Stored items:
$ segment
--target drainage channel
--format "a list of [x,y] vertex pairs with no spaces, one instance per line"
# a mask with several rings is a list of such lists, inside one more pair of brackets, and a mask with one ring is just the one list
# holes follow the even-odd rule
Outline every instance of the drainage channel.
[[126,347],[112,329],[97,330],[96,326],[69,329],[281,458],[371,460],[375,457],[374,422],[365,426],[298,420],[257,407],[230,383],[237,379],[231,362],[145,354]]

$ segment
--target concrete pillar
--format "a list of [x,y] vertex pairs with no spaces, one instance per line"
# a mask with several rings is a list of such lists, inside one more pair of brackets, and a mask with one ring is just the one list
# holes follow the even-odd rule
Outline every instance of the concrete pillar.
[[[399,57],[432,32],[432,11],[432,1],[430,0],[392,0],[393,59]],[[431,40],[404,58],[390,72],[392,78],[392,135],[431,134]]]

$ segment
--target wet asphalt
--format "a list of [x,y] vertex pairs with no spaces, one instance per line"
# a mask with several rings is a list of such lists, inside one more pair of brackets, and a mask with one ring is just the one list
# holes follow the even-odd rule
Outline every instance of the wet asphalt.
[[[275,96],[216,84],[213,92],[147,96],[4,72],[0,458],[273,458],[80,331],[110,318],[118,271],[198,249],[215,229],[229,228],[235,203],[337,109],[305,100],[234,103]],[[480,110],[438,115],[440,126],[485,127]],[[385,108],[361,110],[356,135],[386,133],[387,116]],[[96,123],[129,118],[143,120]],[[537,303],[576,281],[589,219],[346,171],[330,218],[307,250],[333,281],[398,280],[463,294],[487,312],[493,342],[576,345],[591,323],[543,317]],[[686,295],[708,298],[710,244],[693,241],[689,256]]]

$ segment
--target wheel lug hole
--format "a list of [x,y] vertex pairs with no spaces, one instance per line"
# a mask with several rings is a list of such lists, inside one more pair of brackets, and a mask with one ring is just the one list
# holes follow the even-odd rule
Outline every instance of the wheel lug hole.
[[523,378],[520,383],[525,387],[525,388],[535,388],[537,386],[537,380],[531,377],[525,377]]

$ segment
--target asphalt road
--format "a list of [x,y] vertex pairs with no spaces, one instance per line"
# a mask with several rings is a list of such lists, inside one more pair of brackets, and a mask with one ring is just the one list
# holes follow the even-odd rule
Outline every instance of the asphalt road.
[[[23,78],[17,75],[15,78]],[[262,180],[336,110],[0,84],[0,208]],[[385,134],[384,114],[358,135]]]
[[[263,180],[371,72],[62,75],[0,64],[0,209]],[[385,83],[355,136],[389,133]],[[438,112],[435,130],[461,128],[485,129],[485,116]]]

- Your objective:
Return the entries in full. Do not alter them.

- Task result:
$ segment
--target drainage channel
--format "a list of [x,y] vertex pairs with no spaces, one instance per line"
# a mask with several rings is a list of such lists, inside one more pair of brackets, and a mask with one ring is just the one list
# holes follow the even-odd rule
Outline every instance of the drainage channel.
[[126,347],[112,329],[97,330],[96,326],[69,329],[281,458],[371,460],[375,457],[374,422],[365,426],[298,420],[257,407],[230,383],[237,379],[231,362],[145,354]]

$ segment
--target concrete pillar
--format "a list of [x,y] vertex pairs with no spaces, one instance per line"
# a mask with several rings is a list of such lists, inside one more pair of brackets, and a mask with one ring is just the one list
# holes follow the even-odd rule
Outline every instance of the concrete pillar.
[[[399,57],[432,32],[432,11],[432,1],[430,0],[392,0],[393,59]],[[431,40],[404,58],[390,72],[392,78],[392,135],[431,134]]]

$ segment
--target wet asphalt
--format "a list of [x,y] vertex pairs with no spaces, one instance per line"
# a mask with several rings is a list of such lists, inside one more pair of brackets, and a mask with one ring is just the one list
# holes follow the even-odd rule
Outline every instance of the wet asphalt.
[[[275,96],[216,84],[213,92],[147,96],[4,72],[0,458],[273,458],[80,331],[110,318],[118,271],[198,249],[215,229],[229,228],[235,203],[337,109],[305,100],[234,103]],[[480,110],[438,115],[440,126],[485,127]],[[385,108],[361,110],[356,135],[386,133],[387,116]],[[96,123],[129,118],[143,120]],[[537,303],[576,281],[589,219],[346,171],[330,218],[307,250],[333,281],[398,280],[463,294],[487,312],[493,342],[576,345],[591,323],[543,317]],[[686,295],[708,298],[710,244],[693,241],[689,256]]]

$ segment
--target wheel lug hole
--format "a list of [x,y] vertex pairs with no spaces, one instance per line"
# a mask with several rings is a list of such lists, inside one more pair of brackets, and a mask with one ring is just the one list
# holes follow the even-odd rule
Outline every instance of the wheel lug hole.
[[523,378],[520,383],[525,387],[525,388],[535,388],[537,386],[537,380],[531,377],[525,377]]

$ segment
--target asphalt road
--format "a list of [x,y] vertex pairs with no spaces, one instance per line"
# a mask with several rings is a list of such lists, inside one more pair of brackets, and a mask with one ring is just the one list
# holes follow the even-odd rule
Outline every instance of the asphalt road.
[[[23,78],[17,75],[15,78]],[[262,180],[336,110],[0,84],[0,208]],[[385,134],[384,114],[358,135]]]
[[[263,180],[371,72],[62,75],[0,64],[0,209]],[[385,83],[355,136],[389,133]],[[438,112],[435,130],[461,128],[485,129],[485,116]]]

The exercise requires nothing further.